OBJETIVO DA TAREFA
Liste todos os tipos de tecido que o texto sobre o laser de alta potência nomeia com a palavra "tecido".

TEXTO FORNECIDO
↓

Laser de alta potência

Marina Bello explica que o laser de alta potência atua pelo aumento de temperatura. “É tão localizado que o aumento de temperatura é todo destinado para o ponto desejado. Muitas vezes, a temperatura em volta da região que recebe a radiação até cai, por conta da aplicação da água. Numa resina antiga, aproximamos o laser sem tocar e ele a vai removendo. Em uma lesão de cárie, aproximamos o laser a um milímetro de distância, e a luz em alta potência consegue fazer a remoção do tecido cariado sem tocar no dente”, explica.

Ela diz que esse tipo de laser começou a chegar ao Brasil com maior frequência recentemente. No entanto, o uso dessa tecnologia para tratamento de cárie nos Estados Unidos já é aprovado desde 1997. “Em muitos casos, é possível substituir o motor de alta rotação, como na remoção de cárie e substituição de restauração de resina”, exemplifica.

Marina descreve que o laser de alta potência também tem uma grande capacidade de descontaminação. “Quando tiramos um tecido cariado com laser, a estrutura sadia adjacente fica preservada e acontece uma descontaminação de até um milímetro de profundidade”, diz.

Há dois tipos mais frequentes de laser de alta potência: os de diodo e de érbio. Marina indica que os de diodo são para uso cirúrgico, frequentemente utilizados nos casos de frenectomia de lábio e de língua. O de érbio também pode ser utilizado em tecido mole, mas é indicado para a remoção de tecido duro, para cortar osso, e ambos atuam por aumento de temperatura.

↑

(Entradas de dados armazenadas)
↓

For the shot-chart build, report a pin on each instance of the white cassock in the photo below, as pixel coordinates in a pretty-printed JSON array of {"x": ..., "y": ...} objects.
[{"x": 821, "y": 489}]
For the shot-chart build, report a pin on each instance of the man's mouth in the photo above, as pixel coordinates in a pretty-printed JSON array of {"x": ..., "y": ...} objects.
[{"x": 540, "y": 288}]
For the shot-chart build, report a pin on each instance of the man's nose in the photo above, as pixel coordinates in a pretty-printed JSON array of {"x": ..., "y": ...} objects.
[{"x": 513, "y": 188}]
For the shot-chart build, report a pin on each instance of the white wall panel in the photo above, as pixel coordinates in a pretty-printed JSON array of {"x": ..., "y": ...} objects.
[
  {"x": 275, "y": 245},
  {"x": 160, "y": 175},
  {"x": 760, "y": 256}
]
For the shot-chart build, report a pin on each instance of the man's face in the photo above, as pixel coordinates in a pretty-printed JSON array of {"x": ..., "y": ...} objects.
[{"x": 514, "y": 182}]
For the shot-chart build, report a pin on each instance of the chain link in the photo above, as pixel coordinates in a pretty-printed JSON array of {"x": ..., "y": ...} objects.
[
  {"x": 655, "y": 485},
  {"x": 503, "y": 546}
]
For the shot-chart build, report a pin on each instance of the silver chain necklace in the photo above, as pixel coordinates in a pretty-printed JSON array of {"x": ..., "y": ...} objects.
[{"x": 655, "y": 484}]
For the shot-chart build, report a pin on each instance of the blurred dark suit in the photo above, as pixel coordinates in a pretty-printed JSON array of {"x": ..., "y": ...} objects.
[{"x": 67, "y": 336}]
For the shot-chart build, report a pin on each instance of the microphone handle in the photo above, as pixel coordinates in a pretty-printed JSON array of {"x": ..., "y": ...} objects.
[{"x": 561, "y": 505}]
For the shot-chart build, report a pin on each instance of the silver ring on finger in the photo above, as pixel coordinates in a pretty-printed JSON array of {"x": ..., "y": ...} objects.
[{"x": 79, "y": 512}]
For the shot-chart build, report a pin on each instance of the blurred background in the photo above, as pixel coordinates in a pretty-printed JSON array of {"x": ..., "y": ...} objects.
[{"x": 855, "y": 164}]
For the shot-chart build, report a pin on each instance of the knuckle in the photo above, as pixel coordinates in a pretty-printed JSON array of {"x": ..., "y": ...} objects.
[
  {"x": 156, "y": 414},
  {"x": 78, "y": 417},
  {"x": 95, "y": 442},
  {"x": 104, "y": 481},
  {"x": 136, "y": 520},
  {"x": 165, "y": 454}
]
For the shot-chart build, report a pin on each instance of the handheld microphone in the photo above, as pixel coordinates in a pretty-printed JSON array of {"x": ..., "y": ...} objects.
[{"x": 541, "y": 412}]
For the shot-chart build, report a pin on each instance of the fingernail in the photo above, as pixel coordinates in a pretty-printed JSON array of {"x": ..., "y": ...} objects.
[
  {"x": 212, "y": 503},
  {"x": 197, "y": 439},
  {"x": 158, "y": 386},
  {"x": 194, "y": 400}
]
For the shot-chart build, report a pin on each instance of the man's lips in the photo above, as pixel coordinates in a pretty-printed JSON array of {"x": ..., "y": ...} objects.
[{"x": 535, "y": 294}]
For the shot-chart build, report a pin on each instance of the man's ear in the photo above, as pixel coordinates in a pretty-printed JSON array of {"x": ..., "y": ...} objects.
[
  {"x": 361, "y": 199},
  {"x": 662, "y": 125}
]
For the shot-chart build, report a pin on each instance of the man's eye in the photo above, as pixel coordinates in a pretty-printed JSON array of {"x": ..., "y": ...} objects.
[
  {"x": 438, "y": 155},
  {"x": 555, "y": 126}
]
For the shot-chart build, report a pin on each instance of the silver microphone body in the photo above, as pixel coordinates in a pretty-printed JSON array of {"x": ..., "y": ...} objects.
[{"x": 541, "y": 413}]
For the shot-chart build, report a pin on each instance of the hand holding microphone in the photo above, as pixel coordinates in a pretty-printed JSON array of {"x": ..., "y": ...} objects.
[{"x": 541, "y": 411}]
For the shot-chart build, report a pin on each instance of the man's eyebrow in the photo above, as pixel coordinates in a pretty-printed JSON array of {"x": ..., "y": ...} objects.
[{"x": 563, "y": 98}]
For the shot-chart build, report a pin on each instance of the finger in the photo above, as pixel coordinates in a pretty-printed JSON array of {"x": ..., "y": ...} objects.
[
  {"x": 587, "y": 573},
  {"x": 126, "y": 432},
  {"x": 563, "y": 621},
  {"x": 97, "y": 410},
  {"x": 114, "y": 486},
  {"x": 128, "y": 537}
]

↑

RESULTADO ABAIXO
tecido cariado, tecido mole, tecido duro